_Fragmento_.
──────────────────────────────

17 de febrero de 2020

“La fidelidad y amor a la ley divina otorgan la justicia y santidad de los que optamos por el evangelio siguiendo los pasos de Jesús”

Al comienzo de esta eucaristía dominical, en nombre de todos los que participan de la liturgia, y reconociendo que Dios se complace en habitar en los corazones rectos y sencillos, suplicaba para la comunidad “la gracia de vivir de tal manera que encuentres en nosotros una morada digna de tu agrado”.

Esta súplica es agradable a Dios ya que demuestra que a pesar de nuestras debilidades y pecados, estamos convencidos que nada podemos hacer bien si no contamos con su gracia.
No somos mejores o peores que otros, y nuestra presencia en la misa dominical, no es un reaseguro de salvación, sino manifestación de que ansiamos caminar por la senda que nos señala Jesús.
Y Dios que no se deja ganar en generosidad, por medio de su Palabra nos responde acerca del camino ha recorrer, para lograr, no sin la gracia divina y el esfuerzo personal, ser morada digna de Él.
En el Antiguo Testamento un tema central es el de la fidelidad a la Ley de Dios, que el hombre puede observar si así lo decide (Eclo. 15,15-20) en su corazón, ya que al ser creado libre, posee la capacidad natural, con la gracia divina, de orientarse al bien, objeto de la libertad.
Ante el hombre se presenta siempre la posibilidad de elegir el bien o el mal, el bien que lo dignifica, el mal que lo degrada.
Esta opción no escapa al conocimiento humano, de manera que nadie puede interponer ignorancia, ya la voluntad divina puede ser descubierta siempre por la inteligencia creada de la que disponemos.
Al mismo tiempo el ser humano conoce cuál es la consecuencia de su elección, la vida como corona del bien que cada uno ha elegido, la muerte como meta del mal realizado a sabiendas.
El texto bíblico agrega además, que cada uno es responsable de sus actos, y que está siempre la luz y gracia divinas para saber qué hacer.
En este sentido se nos recuerda que Dios “a nadie le ordenó ser impío ni dio a nadie autorización para pecar” porque al ser todo bueno lo creado por Él, la libertad no puede ser otorgada para realizar el mal si el hombre no lo desea.
En nuestros días, esta enseñanza de la Sagrada Escritura se ve desautorizada con cierta mentalidad de “omnipotencia humana”, por la que no pocas veces, quienes así piensan, elevan de tal manera el poder de su libertad que llegan a desconocer su marco regulatorio que es la soberanía de Dios sobre todo ser creado.
No es de extrañar, pues, que la ley divina haya sido despojada de su supremacía, dando lugar a la anomia de toda ley universal ya divina o humana que rija sobre todos y cada uno.
Se ha llegado a pensar y vivir que cada persona es creadora de norma para sí y para los demás, cayendo en el relativismo moral más atroz.
Ahora bien, la fidelidad y amor a la ley divina constituyen a su vez, la justicia y santidad del pueblo elegido en el pasado y de los que optamos por el evangelio siguiendo los pasos de Jesús.

──────────────────────────────

_Consigna_.
¿Puedes citar de la homilía el pasaje que comienza con "No somos mejores" y continúa hasta "nos señala Jesús."?

Fragmentos de registros de anotación
──────────────────────────────

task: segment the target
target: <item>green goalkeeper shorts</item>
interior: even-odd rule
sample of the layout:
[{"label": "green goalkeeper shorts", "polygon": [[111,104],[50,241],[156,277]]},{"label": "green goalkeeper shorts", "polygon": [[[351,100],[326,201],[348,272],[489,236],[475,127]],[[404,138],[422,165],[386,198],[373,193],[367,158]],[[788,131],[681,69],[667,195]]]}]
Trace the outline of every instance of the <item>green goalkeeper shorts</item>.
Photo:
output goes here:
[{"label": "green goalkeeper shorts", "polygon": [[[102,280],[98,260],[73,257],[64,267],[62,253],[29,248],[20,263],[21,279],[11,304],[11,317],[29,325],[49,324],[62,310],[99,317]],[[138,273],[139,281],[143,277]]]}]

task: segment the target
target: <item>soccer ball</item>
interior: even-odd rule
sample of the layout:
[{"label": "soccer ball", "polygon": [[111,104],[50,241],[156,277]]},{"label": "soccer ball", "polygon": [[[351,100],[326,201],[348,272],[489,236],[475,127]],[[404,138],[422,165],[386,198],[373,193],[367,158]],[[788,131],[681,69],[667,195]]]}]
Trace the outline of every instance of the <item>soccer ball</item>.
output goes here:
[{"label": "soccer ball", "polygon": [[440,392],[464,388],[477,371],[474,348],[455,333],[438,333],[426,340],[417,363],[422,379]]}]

──────────────────────────────

_Respuesta_.
No somos mejores o peores que otros, y nuestra presencia en la misa dominical, no es un reaseguro de salvación, sino manifestación de que ansiamos caminar por la senda que nos señala Jesús.